#### GIVEN REQUEST:
Express the rows between the lines holding "the building facade" and "point(252, 413)", inclusive, as a two-column CSV with the columns text and answer, one CSV line per row. Place each row's text and its answer in a separate quoted field, with any line breaks replaced by spaces.

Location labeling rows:
++++++++
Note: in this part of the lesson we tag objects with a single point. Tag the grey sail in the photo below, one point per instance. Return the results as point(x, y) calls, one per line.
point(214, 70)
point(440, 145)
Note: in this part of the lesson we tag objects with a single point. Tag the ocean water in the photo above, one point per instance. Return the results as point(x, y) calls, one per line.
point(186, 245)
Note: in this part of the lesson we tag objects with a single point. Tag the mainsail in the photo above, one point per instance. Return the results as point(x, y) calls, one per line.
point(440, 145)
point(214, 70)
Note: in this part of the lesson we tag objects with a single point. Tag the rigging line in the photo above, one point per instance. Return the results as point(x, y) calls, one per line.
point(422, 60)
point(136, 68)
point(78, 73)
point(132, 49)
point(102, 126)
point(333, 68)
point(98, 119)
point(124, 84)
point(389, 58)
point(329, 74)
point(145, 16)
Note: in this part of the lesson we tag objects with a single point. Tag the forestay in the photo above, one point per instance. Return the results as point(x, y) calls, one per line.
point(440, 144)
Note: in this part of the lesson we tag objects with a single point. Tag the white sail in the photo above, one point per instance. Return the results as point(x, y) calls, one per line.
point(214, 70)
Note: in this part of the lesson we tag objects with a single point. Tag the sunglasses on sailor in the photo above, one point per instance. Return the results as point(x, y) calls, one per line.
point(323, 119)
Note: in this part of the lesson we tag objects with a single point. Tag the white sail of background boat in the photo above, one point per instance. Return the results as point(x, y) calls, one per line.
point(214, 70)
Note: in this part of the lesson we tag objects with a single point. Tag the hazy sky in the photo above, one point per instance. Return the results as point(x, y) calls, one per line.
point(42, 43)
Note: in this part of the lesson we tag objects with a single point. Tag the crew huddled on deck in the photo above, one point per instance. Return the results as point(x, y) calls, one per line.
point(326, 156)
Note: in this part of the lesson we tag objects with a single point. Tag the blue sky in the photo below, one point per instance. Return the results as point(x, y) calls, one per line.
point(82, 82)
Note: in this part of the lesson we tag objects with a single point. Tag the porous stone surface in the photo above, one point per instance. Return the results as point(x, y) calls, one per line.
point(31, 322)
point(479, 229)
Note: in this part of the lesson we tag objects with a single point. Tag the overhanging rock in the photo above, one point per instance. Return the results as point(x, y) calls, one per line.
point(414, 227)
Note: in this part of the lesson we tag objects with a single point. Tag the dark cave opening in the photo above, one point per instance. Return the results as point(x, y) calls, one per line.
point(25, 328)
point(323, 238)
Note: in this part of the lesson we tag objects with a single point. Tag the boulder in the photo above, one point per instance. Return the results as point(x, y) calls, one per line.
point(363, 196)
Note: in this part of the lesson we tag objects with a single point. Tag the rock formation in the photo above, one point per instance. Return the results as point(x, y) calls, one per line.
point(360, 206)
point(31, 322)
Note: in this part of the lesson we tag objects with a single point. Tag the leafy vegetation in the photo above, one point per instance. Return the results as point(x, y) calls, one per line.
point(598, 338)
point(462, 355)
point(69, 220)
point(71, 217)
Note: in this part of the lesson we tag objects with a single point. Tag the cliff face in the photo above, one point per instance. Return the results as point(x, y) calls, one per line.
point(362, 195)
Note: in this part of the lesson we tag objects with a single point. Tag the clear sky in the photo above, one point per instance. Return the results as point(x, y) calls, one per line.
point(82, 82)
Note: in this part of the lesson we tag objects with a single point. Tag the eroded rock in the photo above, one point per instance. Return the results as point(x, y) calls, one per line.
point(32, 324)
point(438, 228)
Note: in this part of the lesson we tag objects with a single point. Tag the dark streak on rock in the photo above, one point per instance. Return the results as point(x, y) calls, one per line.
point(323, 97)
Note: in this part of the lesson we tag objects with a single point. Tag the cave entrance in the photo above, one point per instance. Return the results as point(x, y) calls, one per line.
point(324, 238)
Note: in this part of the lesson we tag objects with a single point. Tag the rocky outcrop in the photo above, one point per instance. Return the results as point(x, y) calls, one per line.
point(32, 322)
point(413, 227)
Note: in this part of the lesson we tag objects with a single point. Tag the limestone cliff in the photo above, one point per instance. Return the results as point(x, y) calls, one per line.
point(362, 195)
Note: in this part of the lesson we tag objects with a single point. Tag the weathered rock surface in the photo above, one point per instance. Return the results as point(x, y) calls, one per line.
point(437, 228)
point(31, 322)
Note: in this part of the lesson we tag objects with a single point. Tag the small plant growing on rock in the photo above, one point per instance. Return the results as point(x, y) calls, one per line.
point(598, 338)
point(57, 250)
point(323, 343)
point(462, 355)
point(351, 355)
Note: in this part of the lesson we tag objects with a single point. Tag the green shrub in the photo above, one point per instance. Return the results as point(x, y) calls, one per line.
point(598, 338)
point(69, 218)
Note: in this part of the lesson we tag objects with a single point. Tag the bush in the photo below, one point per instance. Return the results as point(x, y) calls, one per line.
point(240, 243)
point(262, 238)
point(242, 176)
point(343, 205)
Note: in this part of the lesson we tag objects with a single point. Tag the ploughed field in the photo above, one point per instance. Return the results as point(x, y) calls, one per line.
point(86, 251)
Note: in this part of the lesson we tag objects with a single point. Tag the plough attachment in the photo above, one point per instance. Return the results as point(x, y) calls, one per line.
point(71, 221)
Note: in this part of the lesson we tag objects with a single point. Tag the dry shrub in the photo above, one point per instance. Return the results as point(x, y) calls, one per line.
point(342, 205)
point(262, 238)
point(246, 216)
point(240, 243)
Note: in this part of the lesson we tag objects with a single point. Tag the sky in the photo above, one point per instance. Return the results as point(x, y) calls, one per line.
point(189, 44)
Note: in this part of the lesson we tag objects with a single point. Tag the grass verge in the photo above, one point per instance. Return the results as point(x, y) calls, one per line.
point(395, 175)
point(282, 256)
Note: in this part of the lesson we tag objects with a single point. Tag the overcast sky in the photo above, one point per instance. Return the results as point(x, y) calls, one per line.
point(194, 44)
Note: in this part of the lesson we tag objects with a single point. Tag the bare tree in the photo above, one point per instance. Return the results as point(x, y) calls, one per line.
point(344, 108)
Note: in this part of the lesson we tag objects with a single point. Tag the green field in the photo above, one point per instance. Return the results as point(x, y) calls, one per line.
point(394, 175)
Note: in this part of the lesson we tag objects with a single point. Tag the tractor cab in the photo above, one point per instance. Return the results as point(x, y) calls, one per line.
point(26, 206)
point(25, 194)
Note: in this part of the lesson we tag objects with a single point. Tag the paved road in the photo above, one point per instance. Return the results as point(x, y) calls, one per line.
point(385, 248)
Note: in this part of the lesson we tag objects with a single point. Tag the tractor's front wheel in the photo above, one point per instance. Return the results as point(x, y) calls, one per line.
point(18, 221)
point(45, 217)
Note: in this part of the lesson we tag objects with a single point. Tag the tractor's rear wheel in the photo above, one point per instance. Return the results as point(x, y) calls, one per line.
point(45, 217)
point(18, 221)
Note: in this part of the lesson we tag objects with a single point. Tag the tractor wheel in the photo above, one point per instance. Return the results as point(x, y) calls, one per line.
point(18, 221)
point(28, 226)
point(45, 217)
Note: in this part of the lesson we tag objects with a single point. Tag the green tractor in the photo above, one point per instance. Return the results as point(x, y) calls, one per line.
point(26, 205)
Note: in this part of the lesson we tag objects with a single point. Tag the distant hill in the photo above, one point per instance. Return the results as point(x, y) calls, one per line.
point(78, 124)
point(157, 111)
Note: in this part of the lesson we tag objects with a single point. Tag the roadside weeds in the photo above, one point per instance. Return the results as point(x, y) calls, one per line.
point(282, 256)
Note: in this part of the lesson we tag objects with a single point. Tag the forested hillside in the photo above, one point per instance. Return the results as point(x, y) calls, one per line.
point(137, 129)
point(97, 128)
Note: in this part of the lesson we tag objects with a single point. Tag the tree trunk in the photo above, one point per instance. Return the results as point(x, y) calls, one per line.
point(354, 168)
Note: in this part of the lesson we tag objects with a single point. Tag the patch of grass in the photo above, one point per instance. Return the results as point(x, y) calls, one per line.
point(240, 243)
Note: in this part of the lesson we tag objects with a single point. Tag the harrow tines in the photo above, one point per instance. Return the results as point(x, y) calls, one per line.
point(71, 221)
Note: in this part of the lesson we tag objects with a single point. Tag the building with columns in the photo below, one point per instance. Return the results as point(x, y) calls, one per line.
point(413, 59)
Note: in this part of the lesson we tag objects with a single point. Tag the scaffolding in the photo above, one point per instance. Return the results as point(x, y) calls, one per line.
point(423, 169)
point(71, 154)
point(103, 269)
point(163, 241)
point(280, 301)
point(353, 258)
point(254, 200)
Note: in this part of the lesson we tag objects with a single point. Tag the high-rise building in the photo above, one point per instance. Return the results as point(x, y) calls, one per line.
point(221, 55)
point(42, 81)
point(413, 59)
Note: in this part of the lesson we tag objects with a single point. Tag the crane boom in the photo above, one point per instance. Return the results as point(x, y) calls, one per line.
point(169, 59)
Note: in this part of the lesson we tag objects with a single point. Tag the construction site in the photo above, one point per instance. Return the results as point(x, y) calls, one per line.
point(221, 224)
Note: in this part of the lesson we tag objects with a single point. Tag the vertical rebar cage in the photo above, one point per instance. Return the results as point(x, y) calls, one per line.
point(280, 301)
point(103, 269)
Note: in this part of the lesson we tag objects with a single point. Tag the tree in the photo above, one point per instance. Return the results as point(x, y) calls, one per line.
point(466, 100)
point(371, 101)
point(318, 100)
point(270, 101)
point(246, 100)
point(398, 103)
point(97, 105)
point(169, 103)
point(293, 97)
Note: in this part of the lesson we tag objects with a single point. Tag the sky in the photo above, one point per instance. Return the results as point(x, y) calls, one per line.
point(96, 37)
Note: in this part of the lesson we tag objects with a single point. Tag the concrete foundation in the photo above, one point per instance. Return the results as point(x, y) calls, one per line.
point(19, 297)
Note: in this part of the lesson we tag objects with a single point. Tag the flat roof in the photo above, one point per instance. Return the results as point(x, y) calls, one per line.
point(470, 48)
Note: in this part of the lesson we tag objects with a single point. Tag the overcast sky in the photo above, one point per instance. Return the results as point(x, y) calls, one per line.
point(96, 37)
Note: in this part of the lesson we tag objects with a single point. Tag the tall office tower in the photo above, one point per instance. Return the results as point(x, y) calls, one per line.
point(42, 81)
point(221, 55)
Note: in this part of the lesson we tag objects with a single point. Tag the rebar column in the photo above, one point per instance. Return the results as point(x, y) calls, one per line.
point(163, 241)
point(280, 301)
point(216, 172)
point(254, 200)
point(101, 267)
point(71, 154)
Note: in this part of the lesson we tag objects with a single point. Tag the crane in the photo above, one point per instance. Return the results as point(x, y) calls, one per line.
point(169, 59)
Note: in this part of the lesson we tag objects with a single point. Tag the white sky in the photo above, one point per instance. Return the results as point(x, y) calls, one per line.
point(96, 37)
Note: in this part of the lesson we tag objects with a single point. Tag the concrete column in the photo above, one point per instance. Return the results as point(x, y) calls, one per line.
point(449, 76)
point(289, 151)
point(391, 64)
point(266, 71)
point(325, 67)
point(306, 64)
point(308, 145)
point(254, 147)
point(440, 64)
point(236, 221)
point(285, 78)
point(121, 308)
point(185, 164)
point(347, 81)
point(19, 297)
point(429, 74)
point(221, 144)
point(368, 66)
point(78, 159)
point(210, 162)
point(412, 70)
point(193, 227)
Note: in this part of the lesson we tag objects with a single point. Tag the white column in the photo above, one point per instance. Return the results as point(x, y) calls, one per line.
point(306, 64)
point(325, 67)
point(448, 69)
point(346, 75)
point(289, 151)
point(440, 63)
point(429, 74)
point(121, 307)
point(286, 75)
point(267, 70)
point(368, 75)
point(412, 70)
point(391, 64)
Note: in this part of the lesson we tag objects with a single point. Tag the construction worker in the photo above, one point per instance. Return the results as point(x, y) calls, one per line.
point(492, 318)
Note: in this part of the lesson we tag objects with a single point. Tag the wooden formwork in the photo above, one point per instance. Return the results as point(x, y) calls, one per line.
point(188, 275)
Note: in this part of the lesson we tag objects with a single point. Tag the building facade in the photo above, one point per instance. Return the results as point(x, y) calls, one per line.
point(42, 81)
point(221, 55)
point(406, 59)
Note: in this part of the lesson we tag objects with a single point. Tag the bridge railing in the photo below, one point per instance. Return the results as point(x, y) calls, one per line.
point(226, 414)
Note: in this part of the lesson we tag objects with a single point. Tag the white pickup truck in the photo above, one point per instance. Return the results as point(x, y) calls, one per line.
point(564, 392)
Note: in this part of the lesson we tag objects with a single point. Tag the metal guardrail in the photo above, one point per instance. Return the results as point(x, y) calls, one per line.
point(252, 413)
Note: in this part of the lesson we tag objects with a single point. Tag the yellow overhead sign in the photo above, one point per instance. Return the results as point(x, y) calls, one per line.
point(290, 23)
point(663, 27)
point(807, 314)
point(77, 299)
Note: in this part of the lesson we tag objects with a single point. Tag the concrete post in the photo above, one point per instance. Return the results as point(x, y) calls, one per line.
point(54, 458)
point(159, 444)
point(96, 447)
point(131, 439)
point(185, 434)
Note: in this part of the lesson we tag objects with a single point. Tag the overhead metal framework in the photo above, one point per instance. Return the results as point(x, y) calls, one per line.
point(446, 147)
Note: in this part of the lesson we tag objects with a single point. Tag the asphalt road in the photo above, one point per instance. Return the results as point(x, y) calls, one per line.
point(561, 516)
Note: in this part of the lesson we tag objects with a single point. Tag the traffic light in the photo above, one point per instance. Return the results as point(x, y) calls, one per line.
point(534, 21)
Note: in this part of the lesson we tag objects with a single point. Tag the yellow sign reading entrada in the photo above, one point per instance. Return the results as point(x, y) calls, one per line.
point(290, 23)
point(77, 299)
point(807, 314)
++++++++
#### TASK OUTPUT:
text,answer
"Note: in this part of the lesson we tag objects with a single point. Tag the building facade in the photo above, one point per instance. Return the results as point(x, y) calls, one per line.","point(42, 81) point(221, 55) point(406, 59)"
"Note: in this part of the lesson we tag objects with a single point. Tag the bridge railing in the photo below, one point per instance. Return the results as point(x, y) calls, one per line.","point(226, 414)"
"Note: in this part of the lesson we tag objects with a single point. Tag the white pickup truck in the photo above, one point per instance. Return the results as point(x, y) calls, one per line.","point(564, 392)"
"Note: in this part of the lesson we tag objects with a single point. Tag the metal guardrail in the photo above, one point per instance. Return the results as point(x, y) calls, one per line.","point(252, 413)"